• Your goal: Return only the lines starting at the line that contains "the green stigma" and ending with the final line of the listing; include both endpoints.

────────────────

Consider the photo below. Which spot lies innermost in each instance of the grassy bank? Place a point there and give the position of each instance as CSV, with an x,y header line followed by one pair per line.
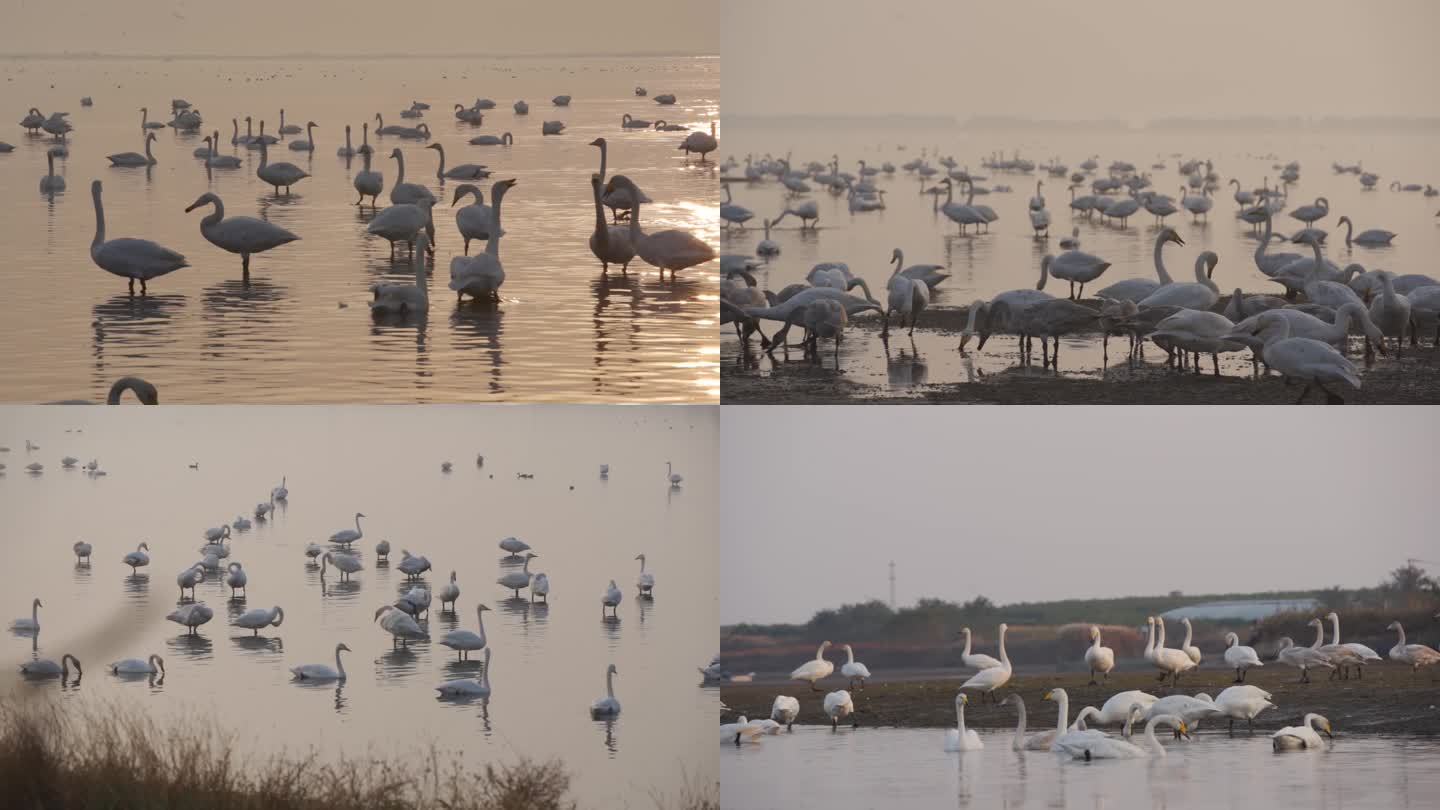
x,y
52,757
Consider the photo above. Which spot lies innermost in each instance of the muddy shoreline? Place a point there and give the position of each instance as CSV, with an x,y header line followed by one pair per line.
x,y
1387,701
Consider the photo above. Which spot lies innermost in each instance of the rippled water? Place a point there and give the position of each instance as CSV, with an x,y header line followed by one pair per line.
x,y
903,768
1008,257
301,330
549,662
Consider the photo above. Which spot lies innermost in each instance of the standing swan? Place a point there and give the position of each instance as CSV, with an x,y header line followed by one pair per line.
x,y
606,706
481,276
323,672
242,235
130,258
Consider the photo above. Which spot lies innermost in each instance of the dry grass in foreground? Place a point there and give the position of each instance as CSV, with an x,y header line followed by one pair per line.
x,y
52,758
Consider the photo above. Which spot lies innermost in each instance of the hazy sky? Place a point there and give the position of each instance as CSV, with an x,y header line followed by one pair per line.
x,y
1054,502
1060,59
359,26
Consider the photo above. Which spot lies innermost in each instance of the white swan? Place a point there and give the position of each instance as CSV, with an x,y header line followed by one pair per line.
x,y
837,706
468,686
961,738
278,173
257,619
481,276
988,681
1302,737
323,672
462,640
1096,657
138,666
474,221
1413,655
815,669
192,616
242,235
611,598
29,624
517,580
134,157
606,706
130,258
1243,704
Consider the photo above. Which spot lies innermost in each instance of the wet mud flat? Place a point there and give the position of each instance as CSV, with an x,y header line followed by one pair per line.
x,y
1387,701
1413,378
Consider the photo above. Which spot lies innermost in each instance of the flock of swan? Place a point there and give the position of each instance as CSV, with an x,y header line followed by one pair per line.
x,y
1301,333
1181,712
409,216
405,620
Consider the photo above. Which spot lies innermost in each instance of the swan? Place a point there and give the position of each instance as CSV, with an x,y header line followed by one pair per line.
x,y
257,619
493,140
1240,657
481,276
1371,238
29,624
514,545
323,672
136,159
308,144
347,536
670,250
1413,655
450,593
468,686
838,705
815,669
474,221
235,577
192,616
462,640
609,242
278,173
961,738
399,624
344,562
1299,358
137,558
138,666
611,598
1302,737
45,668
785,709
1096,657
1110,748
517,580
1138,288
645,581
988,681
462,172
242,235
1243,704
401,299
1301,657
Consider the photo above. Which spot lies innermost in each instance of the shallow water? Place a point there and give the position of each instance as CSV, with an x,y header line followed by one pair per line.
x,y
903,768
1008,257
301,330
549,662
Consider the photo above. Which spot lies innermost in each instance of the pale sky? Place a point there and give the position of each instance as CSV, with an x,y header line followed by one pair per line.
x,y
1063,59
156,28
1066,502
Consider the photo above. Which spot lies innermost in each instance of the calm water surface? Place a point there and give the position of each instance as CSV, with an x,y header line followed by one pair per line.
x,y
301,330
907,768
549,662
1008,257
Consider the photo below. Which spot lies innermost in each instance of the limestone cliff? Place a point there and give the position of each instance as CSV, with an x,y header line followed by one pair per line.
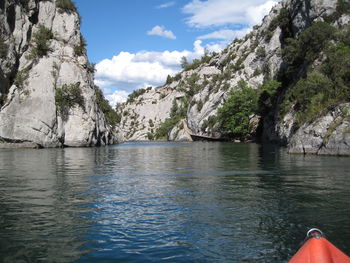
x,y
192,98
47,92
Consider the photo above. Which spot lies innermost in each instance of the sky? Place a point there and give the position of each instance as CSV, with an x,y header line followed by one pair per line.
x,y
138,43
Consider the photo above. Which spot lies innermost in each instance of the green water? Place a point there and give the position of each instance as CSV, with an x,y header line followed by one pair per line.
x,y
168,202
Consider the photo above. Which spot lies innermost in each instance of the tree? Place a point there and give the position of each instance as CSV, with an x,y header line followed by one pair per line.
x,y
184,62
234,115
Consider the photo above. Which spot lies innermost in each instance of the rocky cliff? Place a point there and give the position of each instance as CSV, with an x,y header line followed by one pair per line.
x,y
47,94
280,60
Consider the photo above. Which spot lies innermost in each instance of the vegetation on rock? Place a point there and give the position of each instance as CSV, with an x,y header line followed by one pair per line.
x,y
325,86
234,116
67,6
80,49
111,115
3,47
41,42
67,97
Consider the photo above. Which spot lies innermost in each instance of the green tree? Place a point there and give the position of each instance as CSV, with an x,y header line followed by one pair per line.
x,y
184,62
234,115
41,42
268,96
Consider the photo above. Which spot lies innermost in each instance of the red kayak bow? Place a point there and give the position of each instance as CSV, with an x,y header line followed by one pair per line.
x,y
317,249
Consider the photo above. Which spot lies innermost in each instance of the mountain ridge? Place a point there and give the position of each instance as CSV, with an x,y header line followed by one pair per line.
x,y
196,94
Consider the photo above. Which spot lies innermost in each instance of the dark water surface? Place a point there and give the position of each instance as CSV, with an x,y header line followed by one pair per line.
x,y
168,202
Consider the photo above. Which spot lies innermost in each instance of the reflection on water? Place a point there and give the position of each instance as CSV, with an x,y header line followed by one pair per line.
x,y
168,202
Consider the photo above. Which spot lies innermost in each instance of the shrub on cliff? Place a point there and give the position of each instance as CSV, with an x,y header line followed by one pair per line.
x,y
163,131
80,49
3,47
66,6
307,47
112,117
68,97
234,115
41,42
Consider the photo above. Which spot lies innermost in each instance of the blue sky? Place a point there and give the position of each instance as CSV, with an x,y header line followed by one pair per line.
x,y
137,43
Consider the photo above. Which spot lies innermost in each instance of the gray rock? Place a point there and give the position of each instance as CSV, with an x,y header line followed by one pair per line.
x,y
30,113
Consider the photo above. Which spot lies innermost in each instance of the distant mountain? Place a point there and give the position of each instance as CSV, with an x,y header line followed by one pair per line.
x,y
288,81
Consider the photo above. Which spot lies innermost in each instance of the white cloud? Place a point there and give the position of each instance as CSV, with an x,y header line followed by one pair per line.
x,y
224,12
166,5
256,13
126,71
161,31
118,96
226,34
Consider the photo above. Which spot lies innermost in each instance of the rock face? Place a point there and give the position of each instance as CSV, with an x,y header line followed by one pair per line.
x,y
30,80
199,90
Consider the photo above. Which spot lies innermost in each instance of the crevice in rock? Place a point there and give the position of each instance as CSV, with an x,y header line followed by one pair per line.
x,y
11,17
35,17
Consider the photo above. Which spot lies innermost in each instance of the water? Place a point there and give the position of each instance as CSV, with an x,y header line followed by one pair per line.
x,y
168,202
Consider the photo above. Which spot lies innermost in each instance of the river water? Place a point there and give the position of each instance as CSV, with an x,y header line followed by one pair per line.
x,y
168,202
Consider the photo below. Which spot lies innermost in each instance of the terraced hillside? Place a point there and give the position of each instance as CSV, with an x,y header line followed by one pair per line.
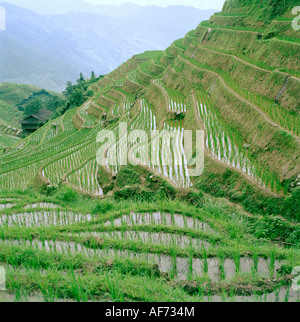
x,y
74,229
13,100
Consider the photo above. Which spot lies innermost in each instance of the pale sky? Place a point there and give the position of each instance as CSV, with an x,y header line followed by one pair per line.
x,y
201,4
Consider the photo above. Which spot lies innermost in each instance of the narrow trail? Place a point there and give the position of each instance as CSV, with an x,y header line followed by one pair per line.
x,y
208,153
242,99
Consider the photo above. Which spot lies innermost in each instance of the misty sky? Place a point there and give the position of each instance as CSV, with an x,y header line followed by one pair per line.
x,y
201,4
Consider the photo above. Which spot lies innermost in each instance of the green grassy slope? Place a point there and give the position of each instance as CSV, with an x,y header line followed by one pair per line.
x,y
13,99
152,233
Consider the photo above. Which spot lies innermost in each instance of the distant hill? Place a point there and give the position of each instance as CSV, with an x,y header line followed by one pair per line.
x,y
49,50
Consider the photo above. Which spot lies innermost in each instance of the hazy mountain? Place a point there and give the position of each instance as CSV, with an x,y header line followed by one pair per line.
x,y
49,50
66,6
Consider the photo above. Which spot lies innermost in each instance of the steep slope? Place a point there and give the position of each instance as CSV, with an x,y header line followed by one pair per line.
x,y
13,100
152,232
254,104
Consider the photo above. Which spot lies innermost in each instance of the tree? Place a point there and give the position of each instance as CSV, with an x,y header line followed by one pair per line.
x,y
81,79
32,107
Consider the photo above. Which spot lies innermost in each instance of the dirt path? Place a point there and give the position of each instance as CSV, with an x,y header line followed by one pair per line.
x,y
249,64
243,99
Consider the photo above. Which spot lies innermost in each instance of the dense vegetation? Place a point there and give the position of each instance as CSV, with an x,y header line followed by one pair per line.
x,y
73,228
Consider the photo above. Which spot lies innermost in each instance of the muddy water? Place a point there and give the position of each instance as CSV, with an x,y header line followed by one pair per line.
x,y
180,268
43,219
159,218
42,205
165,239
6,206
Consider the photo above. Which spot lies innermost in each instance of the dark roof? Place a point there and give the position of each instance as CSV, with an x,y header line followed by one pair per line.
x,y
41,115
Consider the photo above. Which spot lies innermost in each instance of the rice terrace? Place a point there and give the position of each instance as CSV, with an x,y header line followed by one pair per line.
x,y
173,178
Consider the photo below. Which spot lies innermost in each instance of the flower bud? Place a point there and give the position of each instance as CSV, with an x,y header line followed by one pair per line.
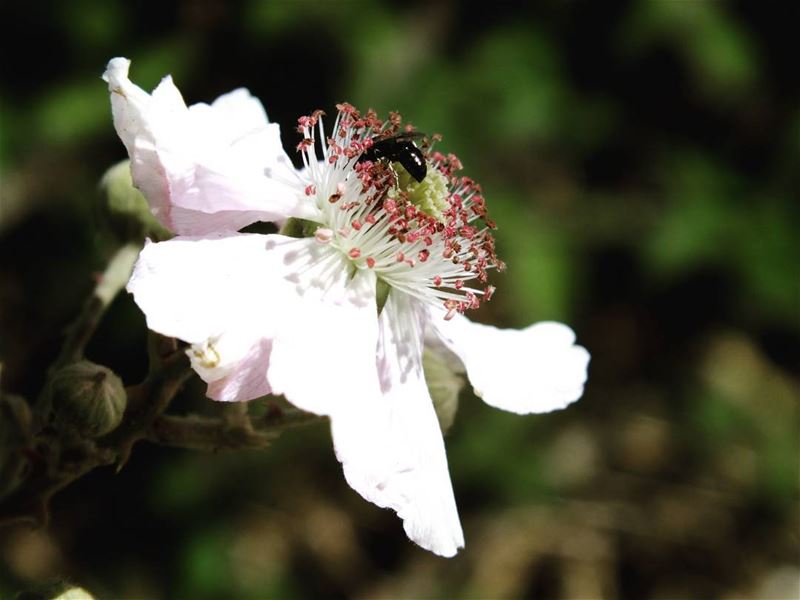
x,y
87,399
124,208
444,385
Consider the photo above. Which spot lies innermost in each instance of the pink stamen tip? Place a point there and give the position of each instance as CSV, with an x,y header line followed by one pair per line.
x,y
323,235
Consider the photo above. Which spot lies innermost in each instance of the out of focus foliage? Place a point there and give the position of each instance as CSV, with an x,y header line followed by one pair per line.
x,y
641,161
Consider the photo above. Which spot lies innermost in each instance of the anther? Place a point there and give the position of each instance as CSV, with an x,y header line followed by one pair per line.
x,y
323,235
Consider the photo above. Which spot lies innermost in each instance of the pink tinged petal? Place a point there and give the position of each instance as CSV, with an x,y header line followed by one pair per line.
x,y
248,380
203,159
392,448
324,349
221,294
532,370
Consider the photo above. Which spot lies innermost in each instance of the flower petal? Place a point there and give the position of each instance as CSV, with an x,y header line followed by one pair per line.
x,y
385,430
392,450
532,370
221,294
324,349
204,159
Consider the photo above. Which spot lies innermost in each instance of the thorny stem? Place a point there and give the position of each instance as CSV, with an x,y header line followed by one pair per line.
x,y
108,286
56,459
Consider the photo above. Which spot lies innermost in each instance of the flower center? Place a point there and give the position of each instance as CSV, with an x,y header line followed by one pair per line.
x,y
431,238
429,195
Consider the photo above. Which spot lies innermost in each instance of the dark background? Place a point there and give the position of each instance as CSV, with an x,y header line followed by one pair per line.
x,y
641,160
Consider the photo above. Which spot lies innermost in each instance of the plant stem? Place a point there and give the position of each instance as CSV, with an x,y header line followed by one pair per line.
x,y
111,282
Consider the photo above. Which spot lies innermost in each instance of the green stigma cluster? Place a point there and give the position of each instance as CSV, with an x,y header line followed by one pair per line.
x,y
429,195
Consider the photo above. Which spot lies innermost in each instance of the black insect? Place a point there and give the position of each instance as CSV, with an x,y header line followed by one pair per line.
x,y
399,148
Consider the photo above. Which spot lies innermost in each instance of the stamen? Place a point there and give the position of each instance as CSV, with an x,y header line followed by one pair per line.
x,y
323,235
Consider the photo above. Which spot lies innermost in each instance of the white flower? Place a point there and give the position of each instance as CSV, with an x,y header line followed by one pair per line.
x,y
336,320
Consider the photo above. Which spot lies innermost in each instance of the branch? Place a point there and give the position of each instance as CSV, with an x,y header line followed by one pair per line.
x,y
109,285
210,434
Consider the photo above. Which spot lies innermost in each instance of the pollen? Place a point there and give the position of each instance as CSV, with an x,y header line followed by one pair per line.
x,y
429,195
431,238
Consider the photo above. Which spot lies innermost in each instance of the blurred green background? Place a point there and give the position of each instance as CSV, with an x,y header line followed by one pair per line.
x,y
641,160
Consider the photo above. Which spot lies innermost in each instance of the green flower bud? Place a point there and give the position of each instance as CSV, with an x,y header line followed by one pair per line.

────────────────

• Result:
Consider the photo above. Which spot lies innermost in each instance of the green stigma cluster? Place a point there and give the position of each instance as CSV, with an x,y header line followed by one pair per line.
x,y
429,195
Consider the photo above. Which spot lies innermost in each instance of the black insect? Place a point there and give the position of each instance as CSV, with an x,y header line followed by one pair per line.
x,y
399,148
Consider the photo above. Which spot lies innermost in each instance of the stamen? Place a point there and give the position of each instance as CSV, with an x,y header line followed by one pair per line.
x,y
323,235
Consider the photo above. Which spot lies innermost in each instance of the white flower? Place a point there and give the position of each instance as CSV, with an x,y header line followed by one pair per line.
x,y
336,320
Consider the photo above. Which spot lies innermost in each instance of the branch? Place a point there and give the position of each instance as CSV, with an x,y header line followed by one pair per line.
x,y
109,285
210,434
Consider the photo above. Which spot lies innermost in each instance of the pollen? Place a point there and give the position of each instance as CSV, with an x,y header line followed by one pair per line.
x,y
429,195
431,238
Consider the photo above. Which spot lies innermost in each instance of the blurred green background? Place a point there and give the position of each instance as CSV, with an x,y header line followed by one pair per line.
x,y
641,160
Consider the photo above. Which spot lies innermost in each instance of the green flower bud? Place a point there and give the position of each instance as CSV, with an x,y header line followed by one pair per line.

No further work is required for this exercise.